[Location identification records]
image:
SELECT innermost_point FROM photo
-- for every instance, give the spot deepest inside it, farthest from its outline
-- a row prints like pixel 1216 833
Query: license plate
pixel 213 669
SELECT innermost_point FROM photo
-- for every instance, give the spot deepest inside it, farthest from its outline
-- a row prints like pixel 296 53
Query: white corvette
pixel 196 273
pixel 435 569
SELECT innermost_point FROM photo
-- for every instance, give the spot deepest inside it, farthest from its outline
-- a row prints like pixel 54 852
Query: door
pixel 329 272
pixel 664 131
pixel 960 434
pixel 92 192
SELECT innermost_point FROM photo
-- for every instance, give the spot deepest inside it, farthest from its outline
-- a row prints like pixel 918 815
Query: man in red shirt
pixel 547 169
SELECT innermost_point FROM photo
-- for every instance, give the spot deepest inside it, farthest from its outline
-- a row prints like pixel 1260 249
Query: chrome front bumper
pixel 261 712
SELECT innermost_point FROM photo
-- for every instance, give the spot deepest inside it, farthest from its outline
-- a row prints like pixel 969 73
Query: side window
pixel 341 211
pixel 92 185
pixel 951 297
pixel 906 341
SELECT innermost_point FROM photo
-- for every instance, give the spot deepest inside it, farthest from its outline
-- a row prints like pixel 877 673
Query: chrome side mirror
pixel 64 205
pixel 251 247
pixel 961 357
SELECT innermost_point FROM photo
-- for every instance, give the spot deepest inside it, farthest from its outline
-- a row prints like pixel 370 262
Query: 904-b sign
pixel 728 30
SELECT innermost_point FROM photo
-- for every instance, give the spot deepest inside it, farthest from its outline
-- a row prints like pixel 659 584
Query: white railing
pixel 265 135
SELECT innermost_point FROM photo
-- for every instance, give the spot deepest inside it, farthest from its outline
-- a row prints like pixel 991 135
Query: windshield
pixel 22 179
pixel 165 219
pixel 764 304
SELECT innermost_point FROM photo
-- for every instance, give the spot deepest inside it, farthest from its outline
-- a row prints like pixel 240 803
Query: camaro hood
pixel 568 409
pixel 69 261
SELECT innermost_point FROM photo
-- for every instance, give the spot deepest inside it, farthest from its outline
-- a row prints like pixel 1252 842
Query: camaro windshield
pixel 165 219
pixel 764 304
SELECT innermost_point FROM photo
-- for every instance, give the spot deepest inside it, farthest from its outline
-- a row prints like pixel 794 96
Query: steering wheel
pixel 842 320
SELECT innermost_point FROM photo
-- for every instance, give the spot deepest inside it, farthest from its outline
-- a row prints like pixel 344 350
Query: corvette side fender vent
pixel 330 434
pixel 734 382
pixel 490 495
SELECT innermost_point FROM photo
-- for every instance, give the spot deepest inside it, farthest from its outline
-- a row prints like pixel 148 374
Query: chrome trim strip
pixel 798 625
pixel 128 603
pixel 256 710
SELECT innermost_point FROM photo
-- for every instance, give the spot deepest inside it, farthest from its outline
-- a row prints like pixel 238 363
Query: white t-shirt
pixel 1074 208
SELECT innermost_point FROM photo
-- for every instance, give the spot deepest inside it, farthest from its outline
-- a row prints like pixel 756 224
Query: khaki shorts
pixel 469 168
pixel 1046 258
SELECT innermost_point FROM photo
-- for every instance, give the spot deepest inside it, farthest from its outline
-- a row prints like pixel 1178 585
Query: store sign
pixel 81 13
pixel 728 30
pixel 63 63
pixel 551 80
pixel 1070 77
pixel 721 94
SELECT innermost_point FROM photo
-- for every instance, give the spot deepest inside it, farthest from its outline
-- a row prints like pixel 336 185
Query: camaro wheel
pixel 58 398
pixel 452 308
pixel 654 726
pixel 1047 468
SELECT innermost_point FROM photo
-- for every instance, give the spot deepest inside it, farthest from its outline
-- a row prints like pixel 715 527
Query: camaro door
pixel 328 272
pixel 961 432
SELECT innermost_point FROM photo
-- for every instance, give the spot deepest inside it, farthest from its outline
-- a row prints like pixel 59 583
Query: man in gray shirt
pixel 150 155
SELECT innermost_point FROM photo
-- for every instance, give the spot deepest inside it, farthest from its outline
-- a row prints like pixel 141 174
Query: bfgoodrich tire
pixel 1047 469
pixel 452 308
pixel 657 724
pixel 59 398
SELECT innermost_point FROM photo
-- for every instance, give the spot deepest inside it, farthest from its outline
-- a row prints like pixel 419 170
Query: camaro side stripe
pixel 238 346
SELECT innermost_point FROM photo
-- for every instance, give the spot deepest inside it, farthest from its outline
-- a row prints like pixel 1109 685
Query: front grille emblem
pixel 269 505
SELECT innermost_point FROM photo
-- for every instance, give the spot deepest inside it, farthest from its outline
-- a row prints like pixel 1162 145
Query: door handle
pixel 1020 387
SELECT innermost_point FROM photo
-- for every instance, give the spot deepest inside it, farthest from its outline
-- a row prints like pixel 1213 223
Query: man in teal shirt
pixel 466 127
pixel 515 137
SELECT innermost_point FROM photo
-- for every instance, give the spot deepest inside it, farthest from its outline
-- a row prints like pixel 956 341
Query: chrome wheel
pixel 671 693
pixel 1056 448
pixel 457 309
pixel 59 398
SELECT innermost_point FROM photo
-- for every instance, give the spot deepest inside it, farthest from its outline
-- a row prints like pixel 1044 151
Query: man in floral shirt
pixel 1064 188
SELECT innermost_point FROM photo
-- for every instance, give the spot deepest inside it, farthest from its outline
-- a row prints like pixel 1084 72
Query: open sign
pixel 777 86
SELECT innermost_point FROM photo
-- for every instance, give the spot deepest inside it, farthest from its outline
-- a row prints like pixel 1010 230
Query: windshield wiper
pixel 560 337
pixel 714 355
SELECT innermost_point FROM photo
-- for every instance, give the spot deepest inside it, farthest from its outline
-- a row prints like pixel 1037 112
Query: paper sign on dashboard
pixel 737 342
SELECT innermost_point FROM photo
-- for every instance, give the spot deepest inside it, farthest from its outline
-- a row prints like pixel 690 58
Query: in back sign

---

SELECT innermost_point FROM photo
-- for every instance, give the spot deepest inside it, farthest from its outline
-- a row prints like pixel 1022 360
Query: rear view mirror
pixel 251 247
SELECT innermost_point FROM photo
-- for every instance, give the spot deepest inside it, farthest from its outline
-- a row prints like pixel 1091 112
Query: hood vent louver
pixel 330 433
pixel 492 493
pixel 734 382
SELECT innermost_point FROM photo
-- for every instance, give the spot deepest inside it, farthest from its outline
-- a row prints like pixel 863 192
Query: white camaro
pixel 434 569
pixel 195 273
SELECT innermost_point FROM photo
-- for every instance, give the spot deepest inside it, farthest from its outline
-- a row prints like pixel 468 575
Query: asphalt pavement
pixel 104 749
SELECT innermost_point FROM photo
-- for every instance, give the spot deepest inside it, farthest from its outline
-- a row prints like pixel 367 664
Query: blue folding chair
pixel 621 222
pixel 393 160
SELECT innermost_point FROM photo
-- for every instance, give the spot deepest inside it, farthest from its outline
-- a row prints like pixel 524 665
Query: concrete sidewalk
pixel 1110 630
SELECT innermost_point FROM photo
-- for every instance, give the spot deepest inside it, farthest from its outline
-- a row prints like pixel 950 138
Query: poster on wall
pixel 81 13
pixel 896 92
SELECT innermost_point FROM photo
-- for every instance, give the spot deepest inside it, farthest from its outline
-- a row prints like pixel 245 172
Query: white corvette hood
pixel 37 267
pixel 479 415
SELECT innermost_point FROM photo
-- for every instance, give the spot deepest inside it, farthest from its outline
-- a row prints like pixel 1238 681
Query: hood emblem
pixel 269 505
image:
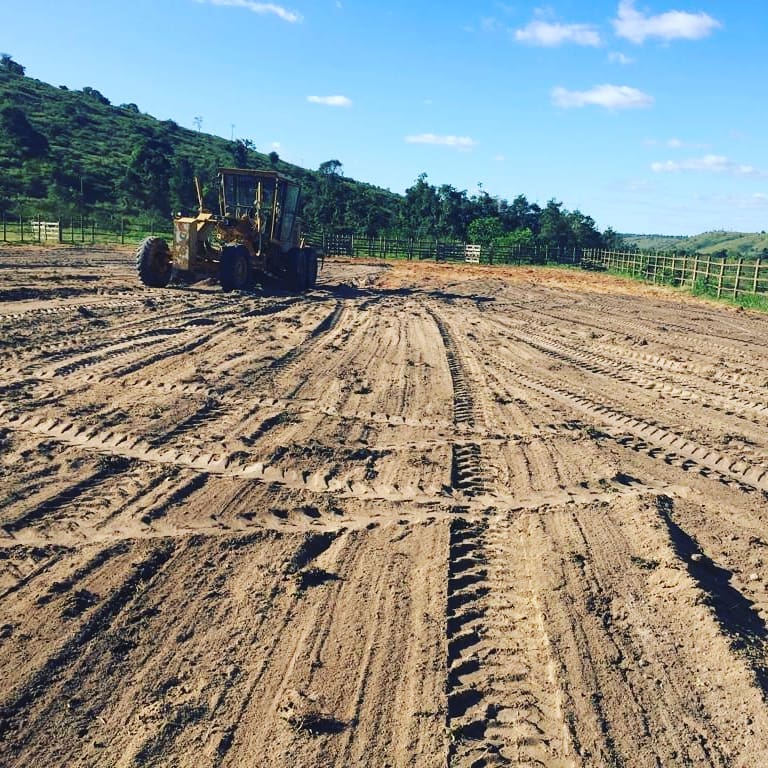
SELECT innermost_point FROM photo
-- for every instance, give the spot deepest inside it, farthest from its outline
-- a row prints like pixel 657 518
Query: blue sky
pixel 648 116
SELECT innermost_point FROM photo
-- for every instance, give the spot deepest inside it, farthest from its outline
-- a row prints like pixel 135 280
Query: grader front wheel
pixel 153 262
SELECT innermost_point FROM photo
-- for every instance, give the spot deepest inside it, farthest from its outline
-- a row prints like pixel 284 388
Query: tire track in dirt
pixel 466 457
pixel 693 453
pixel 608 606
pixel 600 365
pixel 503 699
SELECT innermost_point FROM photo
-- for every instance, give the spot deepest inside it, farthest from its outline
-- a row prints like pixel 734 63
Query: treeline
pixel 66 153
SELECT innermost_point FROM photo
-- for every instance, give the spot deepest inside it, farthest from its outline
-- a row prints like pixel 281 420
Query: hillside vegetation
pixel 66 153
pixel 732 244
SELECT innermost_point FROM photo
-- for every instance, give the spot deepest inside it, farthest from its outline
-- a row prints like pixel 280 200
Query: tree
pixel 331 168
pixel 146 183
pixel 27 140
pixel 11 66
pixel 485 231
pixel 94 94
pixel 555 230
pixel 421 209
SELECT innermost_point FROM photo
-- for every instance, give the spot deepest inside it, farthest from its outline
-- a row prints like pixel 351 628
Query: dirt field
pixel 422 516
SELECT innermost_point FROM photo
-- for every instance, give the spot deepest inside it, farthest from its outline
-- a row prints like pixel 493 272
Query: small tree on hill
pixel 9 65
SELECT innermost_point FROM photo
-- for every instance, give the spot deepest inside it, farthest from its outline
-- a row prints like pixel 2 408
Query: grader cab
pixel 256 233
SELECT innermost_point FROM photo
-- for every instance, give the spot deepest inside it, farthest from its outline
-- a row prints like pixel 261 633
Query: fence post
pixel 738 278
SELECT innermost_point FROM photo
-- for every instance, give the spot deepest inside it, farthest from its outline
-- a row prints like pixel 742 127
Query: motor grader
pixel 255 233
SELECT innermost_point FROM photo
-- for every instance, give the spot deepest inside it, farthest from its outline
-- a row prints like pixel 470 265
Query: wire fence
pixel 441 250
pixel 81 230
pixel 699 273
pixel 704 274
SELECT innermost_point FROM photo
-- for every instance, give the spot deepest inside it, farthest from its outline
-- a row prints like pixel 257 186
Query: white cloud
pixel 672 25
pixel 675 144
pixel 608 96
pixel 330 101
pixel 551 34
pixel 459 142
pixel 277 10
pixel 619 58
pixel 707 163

— WORK TO COMPLETE —
Filter the records above, copying each line that contains the word "mirror".

— TASK ANSWER —
Query: chrome side mirror
Query: rear view mirror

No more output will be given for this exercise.